## Task to carry out
Copy all of the records word for word.

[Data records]
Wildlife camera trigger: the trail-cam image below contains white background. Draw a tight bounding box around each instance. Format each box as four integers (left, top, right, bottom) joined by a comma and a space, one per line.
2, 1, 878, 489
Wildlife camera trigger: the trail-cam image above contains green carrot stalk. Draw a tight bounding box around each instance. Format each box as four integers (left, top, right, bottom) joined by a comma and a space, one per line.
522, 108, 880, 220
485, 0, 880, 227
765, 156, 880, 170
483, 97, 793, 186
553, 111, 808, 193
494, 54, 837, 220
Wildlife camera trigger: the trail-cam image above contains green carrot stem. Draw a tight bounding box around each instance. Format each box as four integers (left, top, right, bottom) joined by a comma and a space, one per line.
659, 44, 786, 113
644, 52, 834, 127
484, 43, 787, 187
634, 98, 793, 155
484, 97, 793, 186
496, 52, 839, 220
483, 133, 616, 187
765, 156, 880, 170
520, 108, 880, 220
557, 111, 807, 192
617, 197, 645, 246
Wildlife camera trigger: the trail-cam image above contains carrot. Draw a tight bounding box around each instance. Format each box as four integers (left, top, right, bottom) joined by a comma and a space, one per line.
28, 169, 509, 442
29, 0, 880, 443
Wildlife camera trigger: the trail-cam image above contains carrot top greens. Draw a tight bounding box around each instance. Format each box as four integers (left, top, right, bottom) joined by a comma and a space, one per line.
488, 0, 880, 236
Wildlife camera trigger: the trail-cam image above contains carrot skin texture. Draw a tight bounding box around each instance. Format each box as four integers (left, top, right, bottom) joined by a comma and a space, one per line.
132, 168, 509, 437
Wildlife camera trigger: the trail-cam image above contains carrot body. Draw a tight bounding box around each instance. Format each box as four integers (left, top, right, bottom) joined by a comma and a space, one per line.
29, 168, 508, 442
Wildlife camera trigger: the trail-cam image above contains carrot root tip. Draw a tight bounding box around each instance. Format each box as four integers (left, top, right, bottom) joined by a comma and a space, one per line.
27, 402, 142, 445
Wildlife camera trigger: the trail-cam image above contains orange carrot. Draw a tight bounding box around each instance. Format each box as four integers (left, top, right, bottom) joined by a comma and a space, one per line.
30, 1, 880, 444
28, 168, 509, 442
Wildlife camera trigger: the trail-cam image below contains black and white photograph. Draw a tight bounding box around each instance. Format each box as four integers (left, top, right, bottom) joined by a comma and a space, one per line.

## Exercise result
Wildlife camera trigger: the trail-cam image below contains white background. Draw a tight bounding box around each instance. Format each box as four integers (left, top, right, bottom) joined by a comma and a space, one per line.
2, 1, 878, 489
Wildlife camera trigger: the trail-cam image above contains green carrot stalk. Draw a tight bounding box around each instance. Format each box as four integers (left, top, right, bottom) joined by a comma and a space, one per line.
522, 108, 880, 220
485, 0, 880, 227
765, 156, 880, 170
483, 97, 793, 186
553, 111, 808, 193
494, 54, 837, 220
Wildlife camera trigger: the trail-cam image above contains green carrot stem. Draw a tight bounding box around each instance. Format each box as four integers (left, top, right, bottom) joined by a comma and a space, one per line.
659, 44, 786, 113
644, 52, 834, 127
484, 43, 787, 187
634, 98, 793, 155
484, 97, 793, 186
496, 52, 839, 220
483, 133, 616, 187
765, 156, 880, 170
520, 108, 880, 220
557, 111, 807, 192
617, 197, 645, 246
Wildlife camera trigger: the trail-cam image above contains carrot. Draw a tight bounding box around each instance. Format each box as four integers (left, top, right, bottom) joined by a comma and a space, one per line.
28, 169, 509, 442
29, 0, 880, 443
Wildlife camera trigger: the trail-cam image above contains carrot top greens. Draw a tight bounding box around each instance. Format each box as four integers (left, top, right, bottom) joined by a comma and a space, one per line.
488, 0, 880, 236
Wildlife camera trigger: the trail-cam image above contains carrot skin texture. Draw a tight bounding box around each instance. Format each box as four integers (left, top, right, bottom) joined by a comma and a space, one per line.
132, 168, 509, 437
Wildlife camera trigger: the trail-cam image above contains carrot body. Draw a tight bounding box around each instance. Format each box as four integers (left, top, right, bottom) joined by a comma and a space, one per line.
29, 168, 508, 442
Wildlife camera trigger: the trail-cam image above contains carrot root tip. Draw a tight bounding box around each instance. Format each box as four integers (left, top, right, bottom) joined by a comma and a space, one per line.
27, 402, 142, 445
Wildlife camera trigger: the trail-cam image above contains orange carrot. Draw a tight bounding box around each instance. Format each box as four integers (left, top, right, bottom) joined by a comma and a space, one per line.
30, 1, 880, 444
28, 168, 509, 442
Wildlife camera trigger: the trail-cam image below contains black and white photograph. Draw a tight bounding box around each instance. Format each box as four integers (left, top, right, bottom) joined by a comma and a space, one per line.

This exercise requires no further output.